■ Exercise requirements: Rewrite the listing from its start through the line containing "L 812 665 L 807 669 L", both ends included, keeping every request as it stands but shifting each coordinate in the outline answers up by 58. Leave the pictures out.

■ Material for this task:

Start

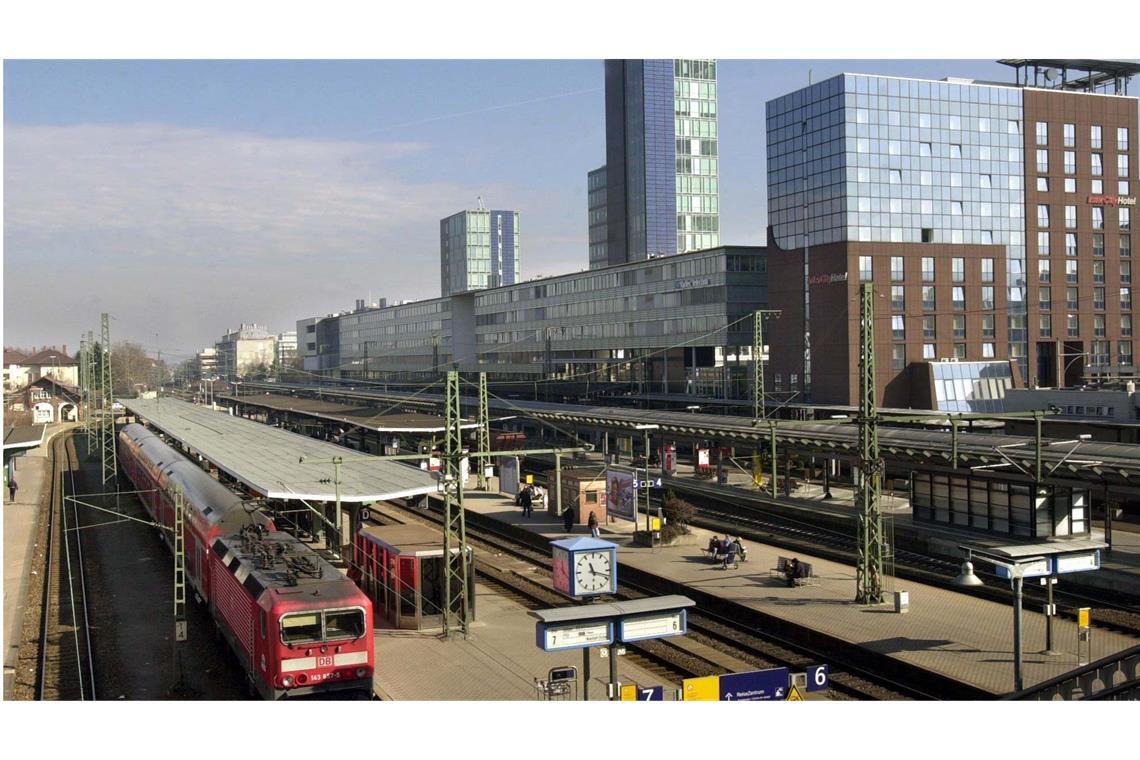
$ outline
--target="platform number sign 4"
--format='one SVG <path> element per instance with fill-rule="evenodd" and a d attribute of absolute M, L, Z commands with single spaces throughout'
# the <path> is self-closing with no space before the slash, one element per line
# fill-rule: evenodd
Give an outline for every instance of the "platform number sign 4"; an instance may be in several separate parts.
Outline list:
<path fill-rule="evenodd" d="M 812 665 L 807 669 L 807 690 L 820 692 L 828 688 L 828 667 Z"/>

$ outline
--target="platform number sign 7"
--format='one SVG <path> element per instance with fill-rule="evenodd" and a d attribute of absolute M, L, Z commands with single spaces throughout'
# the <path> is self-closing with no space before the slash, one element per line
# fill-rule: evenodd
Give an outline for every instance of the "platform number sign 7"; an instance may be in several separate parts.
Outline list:
<path fill-rule="evenodd" d="M 807 690 L 820 692 L 828 688 L 828 667 L 812 665 L 807 669 Z"/>
<path fill-rule="evenodd" d="M 638 702 L 663 702 L 665 701 L 665 688 L 661 686 L 650 686 L 650 687 L 638 687 L 637 688 L 637 701 Z"/>

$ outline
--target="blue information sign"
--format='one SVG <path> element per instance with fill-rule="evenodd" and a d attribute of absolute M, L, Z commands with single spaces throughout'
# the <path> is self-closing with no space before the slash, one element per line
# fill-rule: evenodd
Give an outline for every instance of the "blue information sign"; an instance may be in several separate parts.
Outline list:
<path fill-rule="evenodd" d="M 771 668 L 720 676 L 722 702 L 757 702 L 788 697 L 788 669 Z"/>
<path fill-rule="evenodd" d="M 660 686 L 637 687 L 638 702 L 665 702 L 665 689 Z"/>
<path fill-rule="evenodd" d="M 820 692 L 828 688 L 828 667 L 812 665 L 807 669 L 807 690 Z"/>

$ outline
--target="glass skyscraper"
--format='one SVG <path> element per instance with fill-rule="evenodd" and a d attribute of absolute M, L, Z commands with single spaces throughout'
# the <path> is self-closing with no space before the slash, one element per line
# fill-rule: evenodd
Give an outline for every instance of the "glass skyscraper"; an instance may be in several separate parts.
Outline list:
<path fill-rule="evenodd" d="M 776 244 L 1004 246 L 1007 356 L 1025 371 L 1021 96 L 1016 85 L 840 74 L 769 100 Z"/>
<path fill-rule="evenodd" d="M 719 245 L 716 62 L 606 60 L 605 161 L 588 180 L 591 226 L 598 195 L 606 211 L 591 268 Z"/>
<path fill-rule="evenodd" d="M 514 285 L 519 265 L 519 212 L 478 209 L 439 222 L 442 296 Z"/>

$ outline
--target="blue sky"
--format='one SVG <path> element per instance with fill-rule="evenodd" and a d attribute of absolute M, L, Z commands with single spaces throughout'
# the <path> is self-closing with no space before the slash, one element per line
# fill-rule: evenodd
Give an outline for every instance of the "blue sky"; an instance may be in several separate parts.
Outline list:
<path fill-rule="evenodd" d="M 844 71 L 1012 81 L 992 60 L 718 67 L 722 242 L 765 239 L 764 104 Z M 5 344 L 166 356 L 357 297 L 439 294 L 438 220 L 521 214 L 524 277 L 584 269 L 601 60 L 8 60 Z M 30 284 L 42 262 L 81 285 Z"/>

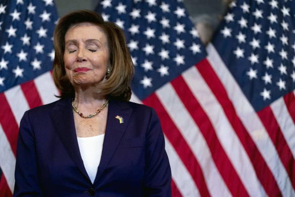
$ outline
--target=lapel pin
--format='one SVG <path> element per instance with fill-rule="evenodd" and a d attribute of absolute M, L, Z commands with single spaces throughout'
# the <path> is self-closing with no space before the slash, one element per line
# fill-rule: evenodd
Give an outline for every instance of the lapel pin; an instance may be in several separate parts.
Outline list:
<path fill-rule="evenodd" d="M 124 123 L 122 117 L 121 117 L 121 116 L 119 116 L 119 115 L 117 115 L 115 117 L 120 121 L 120 124 Z"/>

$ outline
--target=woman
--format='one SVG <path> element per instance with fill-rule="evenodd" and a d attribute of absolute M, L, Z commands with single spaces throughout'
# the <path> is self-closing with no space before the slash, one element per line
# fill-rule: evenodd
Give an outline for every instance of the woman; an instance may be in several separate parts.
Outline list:
<path fill-rule="evenodd" d="M 128 102 L 133 65 L 122 30 L 78 11 L 54 38 L 61 99 L 24 114 L 14 196 L 171 196 L 159 119 Z"/>

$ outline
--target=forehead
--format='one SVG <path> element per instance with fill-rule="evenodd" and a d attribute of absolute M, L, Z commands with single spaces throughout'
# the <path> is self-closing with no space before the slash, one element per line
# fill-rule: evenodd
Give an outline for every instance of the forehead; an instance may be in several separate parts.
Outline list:
<path fill-rule="evenodd" d="M 65 35 L 65 40 L 98 39 L 107 41 L 107 36 L 103 29 L 89 23 L 75 24 L 71 26 Z"/>

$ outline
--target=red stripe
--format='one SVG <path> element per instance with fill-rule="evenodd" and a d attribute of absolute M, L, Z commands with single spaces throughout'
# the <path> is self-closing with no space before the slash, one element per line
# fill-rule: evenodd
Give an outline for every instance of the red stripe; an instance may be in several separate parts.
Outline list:
<path fill-rule="evenodd" d="M 0 124 L 15 155 L 18 135 L 18 125 L 4 93 L 0 94 L 0 103 L 1 103 L 2 110 L 2 112 L 0 113 Z"/>
<path fill-rule="evenodd" d="M 193 153 L 185 140 L 178 131 L 155 93 L 152 94 L 142 102 L 156 110 L 159 116 L 163 132 L 170 141 L 179 157 L 190 173 L 202 196 L 209 196 L 210 194 L 206 184 L 203 172 Z"/>
<path fill-rule="evenodd" d="M 284 100 L 289 114 L 293 120 L 293 122 L 295 123 L 295 96 L 293 92 L 285 95 Z"/>
<path fill-rule="evenodd" d="M 277 183 L 236 112 L 226 90 L 208 60 L 204 59 L 196 66 L 201 75 L 215 96 L 250 159 L 261 184 L 269 196 L 281 195 Z M 251 123 L 249 123 L 251 124 Z"/>
<path fill-rule="evenodd" d="M 173 197 L 182 197 L 182 195 L 179 192 L 178 188 L 175 183 L 173 181 L 173 179 L 171 180 L 171 190 L 172 191 L 172 196 Z M 0 196 L 1 197 L 1 196 Z"/>
<path fill-rule="evenodd" d="M 268 133 L 281 161 L 289 176 L 293 188 L 295 189 L 295 162 L 274 115 L 269 106 L 258 113 Z"/>
<path fill-rule="evenodd" d="M 203 134 L 210 149 L 215 165 L 232 195 L 249 196 L 218 140 L 209 118 L 182 77 L 178 76 L 171 83 Z"/>
<path fill-rule="evenodd" d="M 42 105 L 42 101 L 34 81 L 32 80 L 21 84 L 21 88 L 30 109 Z"/>
<path fill-rule="evenodd" d="M 6 179 L 3 173 L 2 173 L 2 175 L 0 177 L 0 197 L 11 196 L 12 196 L 12 193 L 9 187 L 8 187 Z"/>

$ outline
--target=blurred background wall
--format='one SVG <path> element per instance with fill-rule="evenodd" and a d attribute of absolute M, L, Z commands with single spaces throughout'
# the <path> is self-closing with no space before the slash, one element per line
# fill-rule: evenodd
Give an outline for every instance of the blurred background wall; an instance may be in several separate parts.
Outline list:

End

■ Task response:
$ outline
--target="platform number sign 4"
--format='one SVG <path> element per instance with fill-rule="evenodd" and a d attribute of absolute M, L, Z commands with single spaces throughout'
# the <path> is self-closing with no space before the slash, one element per line
# fill-rule: evenodd
Give an outline for every instance of the "platform number sign 4"; an instance may be in several separate parts.
Outline list:
<path fill-rule="evenodd" d="M 870 723 L 865 727 L 865 748 L 878 750 L 886 746 L 886 725 Z"/>

$ outline
--target="platform number sign 7"
--format='one SVG <path> element per instance with fill-rule="evenodd" and a d attribute of absolute M, L, Z commands with single spaces throughout'
# the <path> is self-closing with no space before the slash, one element per line
# fill-rule: evenodd
Give an outline for every instance of the "platform number sign 7"; an instance may be in several separate parts.
Outline list:
<path fill-rule="evenodd" d="M 865 748 L 878 750 L 886 746 L 886 725 L 870 723 L 865 727 Z"/>
<path fill-rule="evenodd" d="M 696 760 L 721 760 L 723 759 L 723 746 L 719 744 L 708 744 L 708 745 L 696 745 L 695 746 L 695 759 Z"/>

$ outline
--target="blue information sign"
--format='one SVG <path> element per instance with fill-rule="evenodd" and a d attribute of absolute M, L, Z commands with single spaces throughout'
# the <path> is self-closing with no space before the slash, one element per line
# fill-rule: evenodd
Give an outline for every instance of the "blue information sign"; an instance may be in several separate parts.
Outline list:
<path fill-rule="evenodd" d="M 829 726 L 778 734 L 780 760 L 815 760 L 846 755 L 846 727 Z"/>
<path fill-rule="evenodd" d="M 718 744 L 695 745 L 696 760 L 723 760 L 723 747 Z"/>
<path fill-rule="evenodd" d="M 878 750 L 886 746 L 886 725 L 870 723 L 865 727 L 865 748 Z"/>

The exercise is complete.